(Items listed in a dataset)
================================
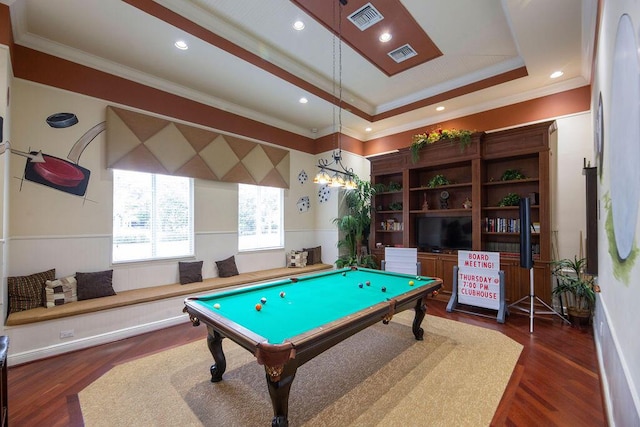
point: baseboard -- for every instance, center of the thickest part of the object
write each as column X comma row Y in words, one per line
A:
column 79, row 344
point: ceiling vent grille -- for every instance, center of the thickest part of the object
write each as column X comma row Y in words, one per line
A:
column 365, row 17
column 402, row 53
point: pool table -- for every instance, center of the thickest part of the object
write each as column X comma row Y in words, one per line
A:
column 286, row 323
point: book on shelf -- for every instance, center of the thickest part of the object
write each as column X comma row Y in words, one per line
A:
column 501, row 225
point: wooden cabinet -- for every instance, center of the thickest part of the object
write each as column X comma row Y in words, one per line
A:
column 473, row 185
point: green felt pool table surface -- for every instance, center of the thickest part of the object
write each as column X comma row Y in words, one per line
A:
column 308, row 302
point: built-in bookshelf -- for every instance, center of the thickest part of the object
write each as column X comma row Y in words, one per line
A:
column 484, row 182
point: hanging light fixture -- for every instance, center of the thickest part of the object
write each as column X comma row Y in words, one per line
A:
column 332, row 171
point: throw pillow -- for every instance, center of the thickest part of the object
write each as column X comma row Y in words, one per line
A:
column 27, row 292
column 60, row 291
column 314, row 255
column 190, row 272
column 297, row 259
column 95, row 285
column 227, row 267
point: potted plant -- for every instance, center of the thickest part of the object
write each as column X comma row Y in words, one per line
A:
column 355, row 225
column 576, row 289
column 421, row 140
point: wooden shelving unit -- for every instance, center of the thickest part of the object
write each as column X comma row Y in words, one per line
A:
column 474, row 175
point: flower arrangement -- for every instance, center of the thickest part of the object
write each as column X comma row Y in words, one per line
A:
column 420, row 140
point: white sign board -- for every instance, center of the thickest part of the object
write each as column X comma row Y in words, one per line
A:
column 401, row 260
column 478, row 279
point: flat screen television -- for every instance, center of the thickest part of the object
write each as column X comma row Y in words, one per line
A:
column 434, row 234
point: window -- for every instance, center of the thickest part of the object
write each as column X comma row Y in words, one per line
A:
column 152, row 216
column 260, row 223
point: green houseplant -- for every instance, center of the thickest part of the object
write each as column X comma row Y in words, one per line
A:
column 354, row 225
column 421, row 140
column 576, row 289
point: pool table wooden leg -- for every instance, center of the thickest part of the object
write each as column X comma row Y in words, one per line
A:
column 214, row 342
column 421, row 310
column 279, row 392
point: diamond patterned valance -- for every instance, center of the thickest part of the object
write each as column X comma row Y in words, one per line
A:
column 144, row 143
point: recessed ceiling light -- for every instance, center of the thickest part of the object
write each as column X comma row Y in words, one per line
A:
column 181, row 44
column 385, row 37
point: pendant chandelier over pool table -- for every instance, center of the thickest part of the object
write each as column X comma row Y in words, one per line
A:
column 332, row 171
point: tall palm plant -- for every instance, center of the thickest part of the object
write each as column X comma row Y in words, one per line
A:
column 355, row 225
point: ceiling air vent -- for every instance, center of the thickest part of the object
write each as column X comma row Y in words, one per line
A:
column 365, row 17
column 402, row 53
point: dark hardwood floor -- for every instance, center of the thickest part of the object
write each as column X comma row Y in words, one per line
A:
column 555, row 383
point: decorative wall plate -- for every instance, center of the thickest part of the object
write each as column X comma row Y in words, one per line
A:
column 302, row 177
column 303, row 204
column 324, row 193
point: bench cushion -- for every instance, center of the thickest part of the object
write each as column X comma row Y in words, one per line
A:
column 155, row 293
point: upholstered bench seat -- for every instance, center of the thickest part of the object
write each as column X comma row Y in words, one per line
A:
column 154, row 293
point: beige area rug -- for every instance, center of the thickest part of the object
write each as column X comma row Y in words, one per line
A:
column 380, row 376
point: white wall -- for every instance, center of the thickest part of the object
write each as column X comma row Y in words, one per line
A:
column 575, row 143
column 617, row 322
column 52, row 229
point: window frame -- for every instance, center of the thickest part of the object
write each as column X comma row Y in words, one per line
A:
column 190, row 221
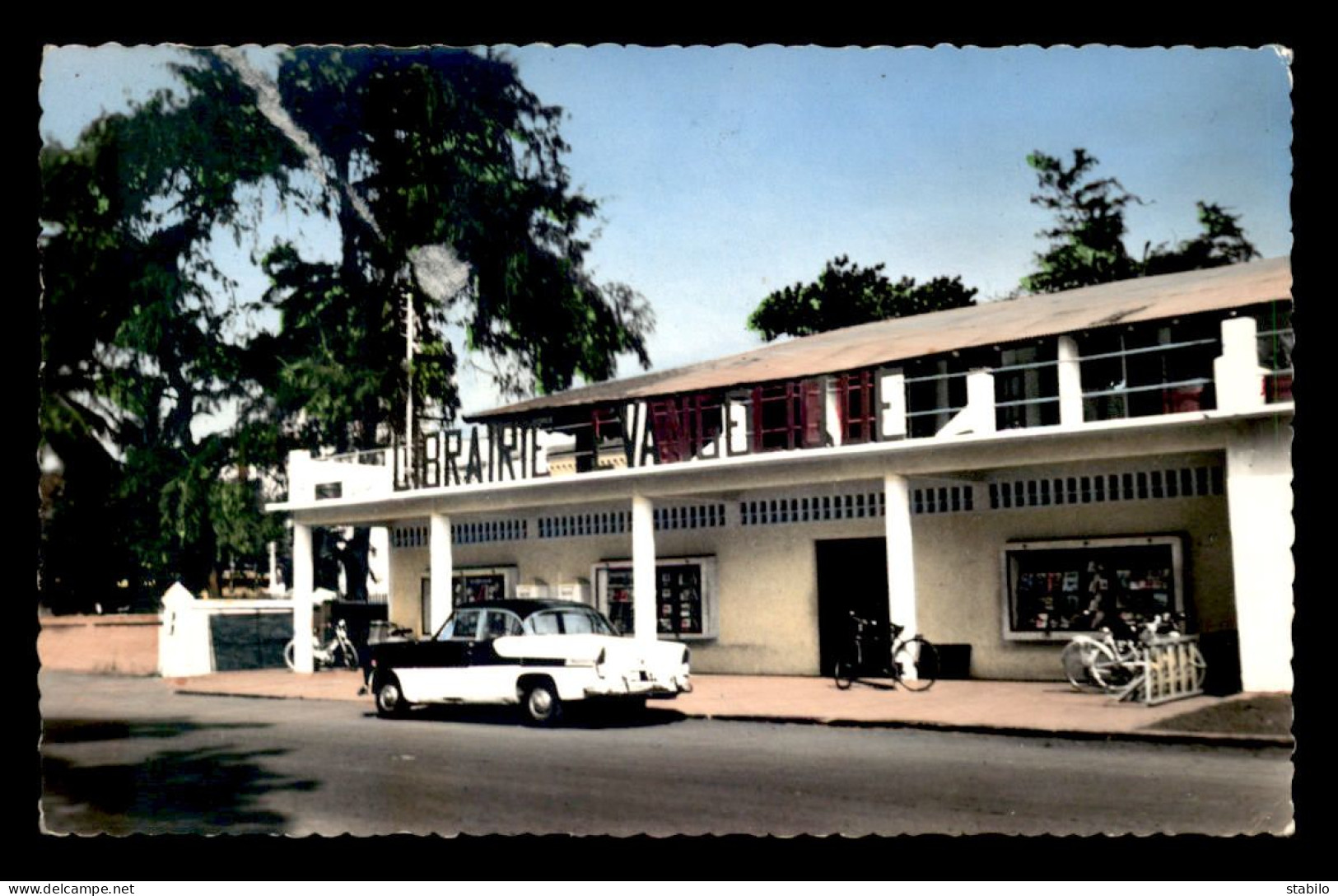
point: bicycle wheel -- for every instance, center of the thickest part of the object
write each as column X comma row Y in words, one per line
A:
column 1108, row 670
column 846, row 672
column 1200, row 668
column 1077, row 658
column 920, row 658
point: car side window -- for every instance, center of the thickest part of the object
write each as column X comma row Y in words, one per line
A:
column 499, row 623
column 577, row 623
column 545, row 623
column 464, row 626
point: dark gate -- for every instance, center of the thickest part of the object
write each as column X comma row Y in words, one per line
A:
column 851, row 578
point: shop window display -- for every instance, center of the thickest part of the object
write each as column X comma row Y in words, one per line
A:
column 1072, row 586
column 684, row 597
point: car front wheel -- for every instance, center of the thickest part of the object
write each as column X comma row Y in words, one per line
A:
column 542, row 705
column 389, row 698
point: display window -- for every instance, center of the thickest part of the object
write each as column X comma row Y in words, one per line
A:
column 684, row 597
column 469, row 585
column 1064, row 587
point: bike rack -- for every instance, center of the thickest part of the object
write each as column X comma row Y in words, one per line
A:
column 1167, row 669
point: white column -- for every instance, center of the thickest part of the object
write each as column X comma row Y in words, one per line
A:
column 1238, row 375
column 274, row 587
column 1262, row 531
column 304, row 578
column 300, row 480
column 642, row 568
column 892, row 404
column 831, row 411
column 901, row 558
column 978, row 413
column 442, row 565
column 1070, row 383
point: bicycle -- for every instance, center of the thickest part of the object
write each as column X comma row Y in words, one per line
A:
column 910, row 662
column 1119, row 665
column 338, row 651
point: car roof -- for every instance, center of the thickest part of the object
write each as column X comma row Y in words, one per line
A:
column 524, row 606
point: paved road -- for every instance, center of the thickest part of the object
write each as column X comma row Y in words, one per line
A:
column 128, row 754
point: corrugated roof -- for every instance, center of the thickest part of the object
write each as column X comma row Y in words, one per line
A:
column 910, row 338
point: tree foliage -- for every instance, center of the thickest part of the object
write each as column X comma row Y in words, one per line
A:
column 846, row 295
column 132, row 359
column 1087, row 240
column 415, row 156
column 447, row 152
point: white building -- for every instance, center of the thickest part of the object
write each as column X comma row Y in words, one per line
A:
column 967, row 474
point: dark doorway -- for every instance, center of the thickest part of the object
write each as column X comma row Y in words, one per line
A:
column 851, row 578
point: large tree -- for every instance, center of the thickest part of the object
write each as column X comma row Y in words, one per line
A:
column 846, row 295
column 435, row 158
column 1087, row 238
column 445, row 178
column 133, row 310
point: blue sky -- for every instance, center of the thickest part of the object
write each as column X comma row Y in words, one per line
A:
column 725, row 173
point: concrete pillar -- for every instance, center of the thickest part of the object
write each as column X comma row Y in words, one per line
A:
column 300, row 482
column 442, row 565
column 642, row 568
column 831, row 411
column 304, row 579
column 892, row 404
column 901, row 557
column 978, row 413
column 1237, row 373
column 1262, row 533
column 276, row 587
column 1070, row 383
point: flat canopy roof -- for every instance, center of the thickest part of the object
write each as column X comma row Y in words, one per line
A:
column 901, row 338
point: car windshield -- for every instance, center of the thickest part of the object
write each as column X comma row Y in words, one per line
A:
column 462, row 625
column 576, row 621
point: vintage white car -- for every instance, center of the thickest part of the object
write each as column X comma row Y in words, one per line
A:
column 538, row 654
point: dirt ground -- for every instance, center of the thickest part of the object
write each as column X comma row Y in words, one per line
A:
column 1254, row 714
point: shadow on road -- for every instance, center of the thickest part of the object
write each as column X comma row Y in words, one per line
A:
column 85, row 730
column 210, row 789
column 574, row 717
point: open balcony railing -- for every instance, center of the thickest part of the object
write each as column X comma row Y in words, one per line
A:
column 1070, row 380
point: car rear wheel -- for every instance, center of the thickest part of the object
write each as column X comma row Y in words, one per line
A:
column 542, row 705
column 389, row 698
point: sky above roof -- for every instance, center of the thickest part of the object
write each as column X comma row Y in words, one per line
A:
column 725, row 173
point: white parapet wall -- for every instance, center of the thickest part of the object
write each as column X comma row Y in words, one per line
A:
column 1262, row 534
column 185, row 642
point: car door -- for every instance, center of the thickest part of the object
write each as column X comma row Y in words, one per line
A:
column 439, row 672
column 492, row 675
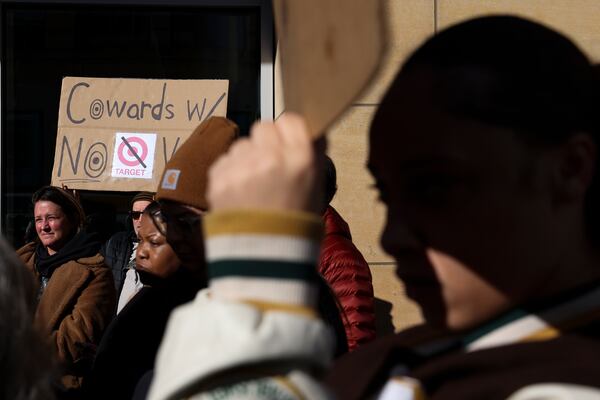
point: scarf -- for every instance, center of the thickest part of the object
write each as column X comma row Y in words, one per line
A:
column 81, row 245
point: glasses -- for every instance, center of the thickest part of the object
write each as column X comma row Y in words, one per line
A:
column 135, row 215
column 187, row 222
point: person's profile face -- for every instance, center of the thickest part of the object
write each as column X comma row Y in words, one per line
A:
column 137, row 209
column 184, row 232
column 469, row 217
column 154, row 255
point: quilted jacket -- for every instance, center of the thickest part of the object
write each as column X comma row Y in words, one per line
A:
column 347, row 273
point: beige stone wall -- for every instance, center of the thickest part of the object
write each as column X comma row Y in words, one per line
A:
column 410, row 22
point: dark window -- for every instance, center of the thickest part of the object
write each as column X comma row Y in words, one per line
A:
column 42, row 43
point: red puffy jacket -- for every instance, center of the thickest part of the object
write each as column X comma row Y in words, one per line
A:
column 348, row 274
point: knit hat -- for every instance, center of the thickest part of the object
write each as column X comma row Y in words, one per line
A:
column 185, row 177
column 142, row 196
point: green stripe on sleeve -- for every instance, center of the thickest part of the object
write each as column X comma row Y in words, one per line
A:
column 263, row 269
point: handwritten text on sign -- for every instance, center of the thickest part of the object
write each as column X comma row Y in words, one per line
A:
column 117, row 134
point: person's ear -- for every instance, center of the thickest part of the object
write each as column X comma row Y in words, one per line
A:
column 575, row 167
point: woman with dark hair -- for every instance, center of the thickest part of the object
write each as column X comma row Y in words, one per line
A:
column 128, row 349
column 75, row 293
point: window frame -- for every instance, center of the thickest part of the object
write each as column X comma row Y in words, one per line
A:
column 267, row 52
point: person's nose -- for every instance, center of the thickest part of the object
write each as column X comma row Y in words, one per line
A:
column 141, row 252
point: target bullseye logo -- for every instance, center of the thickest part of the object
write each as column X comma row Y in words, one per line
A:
column 133, row 156
column 133, row 151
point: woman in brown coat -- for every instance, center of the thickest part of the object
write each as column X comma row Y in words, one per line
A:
column 76, row 294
================================
PROBLEM DESCRIPTION: Which lines above hold the string "wheel"? Show each of them.

ANSWER BELOW:
point: bicycle wheel -- for every instance, center of the thickest part of the object
point: car front wheel -- for every instance, center of the thickest part of the object
point: car rear wheel -- for every instance, center of the thickest part of the object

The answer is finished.